Muharram security breach: Blast targets mourners in D I Khan; 10 killed

Bomb was set off by a television remote control device because cellphones were not operational.

DI KHAN:


A roadside bomb targeting a mourning procession killed at least 10 people in a southern district of Khyber-Pakhtunkhwa on Saturday while security forces remain on high alert across the country over fears of large-scale sectarian attacks.


The Tehreek-e-Taliban Pakistan (TTP), the infamous group blamed for most violence in the country, claimed responsibility for the attack, which took place at 9:45am on the outskirts of Dera Ismael Khan city, according to AFP.

The blast was the latest in a series of attacks on Muharram gatherings across the country.

At least 22 mourners were also wounded – some of them critically – by the remote-controlled bomb in the Toi Fazal area of DI Khan. The bomb was set off by a television remote control device because cell phones were not operational.

At least eight people were killed and two dozen wounded in the blast, an official of the Cantt police station said. The Express Tribune correspondent, however, reported that two of the injured expired at Multan’s Nishtar Hospital.

The blast followed a deadly suicide attack – also claimed by the TTP – that killed 24 people at a mourning procession in Rawalpindi on Thursday.

Authorities subsequently ordered heightened security, with cellular services suspended in major cities. But that did not prevent Saturday’s attack.

According to the police official, the bomb was planted in a garbage dump and it was set off as the mourning procession walked past.




“It was a homemade bomb concealed in a pressure cooker and planted in the garbage,” an explosives expert told The Express Tribune, adding that the device weighed 10 kilograms. Ball bearings were also used in the bomb to maximise casualties, he added.

**DATASET CONTENT:**
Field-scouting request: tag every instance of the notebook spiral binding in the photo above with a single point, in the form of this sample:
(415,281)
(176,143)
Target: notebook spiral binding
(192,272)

**USING THE INFORMATION:**
a: According to the news report, why was a television remote control device used to detonate the bomb?
b: Reproduce the part of the news report starting at "Authorities subsequently ordered" and ending at "casualties, he added.".
The items have nothing to do with the news report.

**SOLUTIONS IN ORDER:**
a: A television remote control device set off the bomb because cell phones were not operational. Authorities had suspended cellular services in major cities after Thursday's attack in Rawalpindi.

b:
Authorities subsequently ordered heightened security, with cellular services suspended in major cities. But that did not prevent Saturday’s attack.

According to the police official, the bomb was planted in a garbage dump and it was set off as the mourning procession walked past.




“It was a homemade bomb concealed in a pressure cooker and planted in the garbage,” an explosives expert told The Express Tribune, adding that the device weighed 10 kilograms. Ball bearings were also used in the bomb to maximise casualties, he added.